======== SOURCE MATERIAL

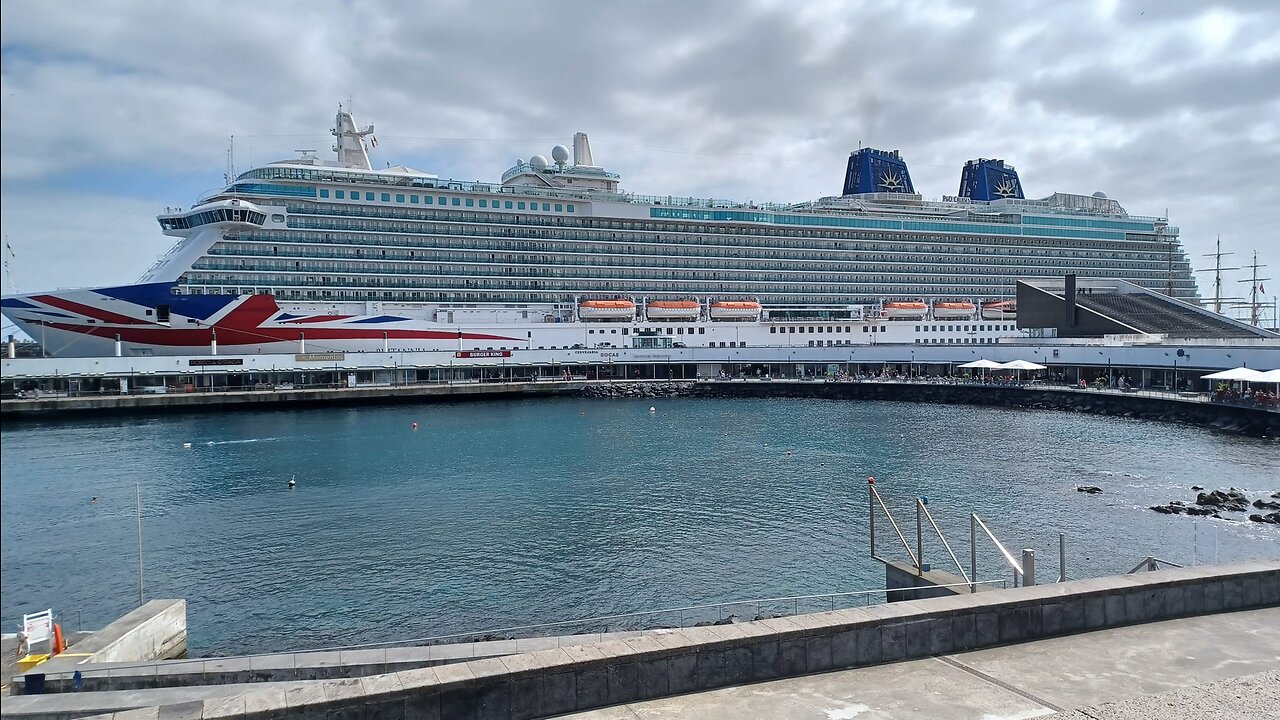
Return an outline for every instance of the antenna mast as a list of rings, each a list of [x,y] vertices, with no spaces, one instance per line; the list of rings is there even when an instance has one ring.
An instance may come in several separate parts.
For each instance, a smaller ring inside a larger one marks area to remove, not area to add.
[[[236,179],[236,136],[232,135],[227,141],[227,172],[226,181],[230,185]]]
[[[1258,270],[1266,267],[1266,265],[1258,264],[1257,250],[1253,251],[1253,264],[1245,265],[1245,267],[1253,270],[1253,276],[1247,280],[1238,280],[1237,282],[1249,283],[1249,302],[1246,303],[1249,307],[1249,323],[1257,327],[1258,308],[1260,307],[1260,303],[1258,302],[1258,283],[1263,282],[1264,280],[1270,280],[1271,278],[1258,277]]]
[[[1226,257],[1227,255],[1235,255],[1235,253],[1222,252],[1222,236],[1221,235],[1218,236],[1216,248],[1217,248],[1217,252],[1204,254],[1205,257],[1213,258],[1213,267],[1205,268],[1203,270],[1197,270],[1196,272],[1210,272],[1210,271],[1213,272],[1213,311],[1221,315],[1222,301],[1224,299],[1222,297],[1222,271],[1223,270],[1239,270],[1240,268],[1222,267],[1222,258]],[[1230,299],[1230,298],[1226,298],[1226,299]]]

================

▶ **TASK TO COMPLETE**: Give every entry again as it is, dropping its pictures.

▶ **SOLVED PROBLEM**:
Return an outline for every instance of the antenna mast as a list of rings, each a list of [x,y] vertices, with no spaces, one instance per line; the list of rings is there even when an instance has one ring.
An instance may come in several separate parts.
For each instance, a smaller ring inside a larger one marks area to remove, not area to add.
[[[236,179],[236,136],[232,135],[227,141],[227,172],[226,181],[230,185]]]
[[[1258,270],[1266,267],[1266,265],[1258,264],[1257,250],[1253,251],[1253,264],[1245,265],[1245,267],[1253,270],[1253,276],[1247,280],[1238,280],[1237,282],[1249,283],[1249,302],[1246,303],[1249,307],[1249,323],[1257,327],[1258,308],[1260,307],[1260,303],[1258,302],[1258,283],[1263,282],[1264,280],[1270,280],[1271,278],[1258,277]]]
[[[1226,257],[1227,255],[1235,255],[1235,253],[1222,252],[1222,236],[1221,235],[1218,236],[1216,248],[1217,248],[1217,252],[1204,254],[1205,257],[1213,258],[1213,267],[1205,268],[1203,270],[1197,270],[1196,272],[1210,272],[1210,271],[1213,272],[1213,311],[1221,315],[1222,301],[1224,299],[1222,297],[1222,271],[1223,270],[1239,270],[1240,268],[1222,267],[1222,258]],[[1230,299],[1230,298],[1226,298],[1226,299]]]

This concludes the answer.